### Information provided

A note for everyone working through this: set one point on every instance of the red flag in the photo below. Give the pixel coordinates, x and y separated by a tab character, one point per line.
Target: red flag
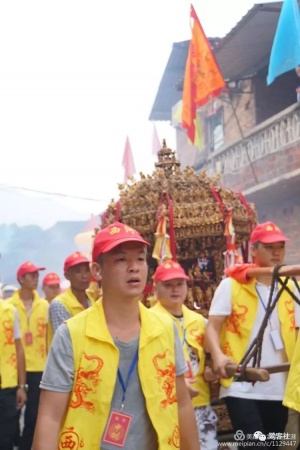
127	162
156	145
202	79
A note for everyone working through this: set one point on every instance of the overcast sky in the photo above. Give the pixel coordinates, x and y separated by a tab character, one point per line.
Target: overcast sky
77	77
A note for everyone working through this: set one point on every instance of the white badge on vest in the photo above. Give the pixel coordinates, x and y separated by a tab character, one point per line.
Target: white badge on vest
277	340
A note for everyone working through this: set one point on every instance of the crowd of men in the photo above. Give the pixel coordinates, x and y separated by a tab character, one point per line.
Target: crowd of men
100	370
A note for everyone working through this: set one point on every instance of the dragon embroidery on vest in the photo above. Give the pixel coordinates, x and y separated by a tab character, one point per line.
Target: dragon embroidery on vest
41	327
166	377
70	440
86	382
174	440
8	332
195	332
289	305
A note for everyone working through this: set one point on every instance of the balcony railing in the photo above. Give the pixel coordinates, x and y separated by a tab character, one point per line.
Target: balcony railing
271	136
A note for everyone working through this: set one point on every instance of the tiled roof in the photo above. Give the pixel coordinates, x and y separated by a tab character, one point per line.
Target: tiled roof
240	54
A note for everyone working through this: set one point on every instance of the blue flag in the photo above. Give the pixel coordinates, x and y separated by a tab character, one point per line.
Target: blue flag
285	53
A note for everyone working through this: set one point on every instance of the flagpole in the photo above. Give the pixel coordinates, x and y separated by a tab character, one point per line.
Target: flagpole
243	138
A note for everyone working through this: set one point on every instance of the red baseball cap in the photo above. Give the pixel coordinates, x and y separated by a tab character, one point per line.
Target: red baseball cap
75	259
27	267
51	279
169	270
267	233
113	235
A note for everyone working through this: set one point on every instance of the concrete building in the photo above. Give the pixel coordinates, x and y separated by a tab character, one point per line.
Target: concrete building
252	133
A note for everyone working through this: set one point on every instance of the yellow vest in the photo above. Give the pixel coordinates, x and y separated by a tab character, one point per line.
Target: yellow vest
36	353
72	305
193	331
96	363
8	356
236	331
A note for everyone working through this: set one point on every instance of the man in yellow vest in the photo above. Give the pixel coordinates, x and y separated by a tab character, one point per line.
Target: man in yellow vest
171	291
236	313
74	299
51	286
33	316
12	374
114	377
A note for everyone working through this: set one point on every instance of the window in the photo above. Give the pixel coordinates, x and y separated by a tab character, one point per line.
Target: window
214	130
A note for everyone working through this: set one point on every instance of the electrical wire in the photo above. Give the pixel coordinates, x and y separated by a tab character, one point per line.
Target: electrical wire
54	194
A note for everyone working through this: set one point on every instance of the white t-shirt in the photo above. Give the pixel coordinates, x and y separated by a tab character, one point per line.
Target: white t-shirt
275	387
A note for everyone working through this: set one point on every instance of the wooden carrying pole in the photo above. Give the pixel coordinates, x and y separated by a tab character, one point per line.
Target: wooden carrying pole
284	271
255	373
244	372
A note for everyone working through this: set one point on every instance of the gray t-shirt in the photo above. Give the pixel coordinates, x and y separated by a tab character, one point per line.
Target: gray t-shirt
59	376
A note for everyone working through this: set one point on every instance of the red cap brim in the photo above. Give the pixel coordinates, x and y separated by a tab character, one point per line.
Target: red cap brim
272	238
76	262
172	276
111	245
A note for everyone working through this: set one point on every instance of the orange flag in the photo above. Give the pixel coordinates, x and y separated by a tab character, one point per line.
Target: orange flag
156	145
128	162
202	79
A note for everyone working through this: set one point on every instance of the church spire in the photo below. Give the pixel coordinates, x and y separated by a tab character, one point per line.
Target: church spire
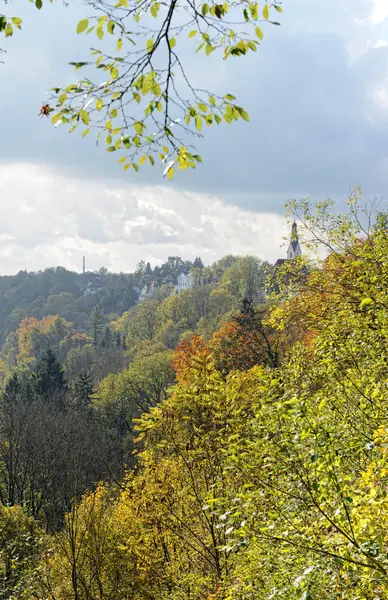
294	249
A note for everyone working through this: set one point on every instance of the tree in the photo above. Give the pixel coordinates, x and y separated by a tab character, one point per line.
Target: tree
49	378
245	279
82	390
20	549
246	341
96	325
147	106
198	264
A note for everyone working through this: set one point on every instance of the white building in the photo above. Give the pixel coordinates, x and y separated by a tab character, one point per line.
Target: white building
185	282
147	292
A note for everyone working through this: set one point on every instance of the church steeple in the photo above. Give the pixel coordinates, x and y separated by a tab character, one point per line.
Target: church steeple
294	249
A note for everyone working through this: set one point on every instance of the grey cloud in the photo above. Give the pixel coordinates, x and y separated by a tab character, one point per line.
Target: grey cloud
158	224
314	129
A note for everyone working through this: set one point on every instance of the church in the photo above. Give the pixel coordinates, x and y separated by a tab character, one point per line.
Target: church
294	249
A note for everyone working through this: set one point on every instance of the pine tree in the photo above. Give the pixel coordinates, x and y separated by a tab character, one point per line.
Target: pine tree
48	378
106	341
96	325
82	390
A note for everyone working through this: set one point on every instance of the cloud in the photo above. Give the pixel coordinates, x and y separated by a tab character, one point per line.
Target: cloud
54	219
316	91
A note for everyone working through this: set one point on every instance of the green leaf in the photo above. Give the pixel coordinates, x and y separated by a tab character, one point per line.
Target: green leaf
139	127
198	123
85	117
17	22
259	33
82	25
150	45
366	302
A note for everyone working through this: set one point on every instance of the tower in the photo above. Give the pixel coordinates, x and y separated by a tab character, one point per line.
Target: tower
294	249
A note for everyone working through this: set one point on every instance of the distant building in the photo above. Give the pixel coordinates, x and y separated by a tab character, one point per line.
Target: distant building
147	292
92	288
294	249
185	282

######

In the listing above, each line with the word "below" is to be copied out.

A note for everyone working through this: set one point on every instance of the red flag in the photo below. Give the pixel coordinates, x and y separated by a tab character, one point per line.
A note for everyone working through this: set one point on every instance of the church spire in the photo below. Give the pixel coordinates, x and y separated by a tab character, one point per line.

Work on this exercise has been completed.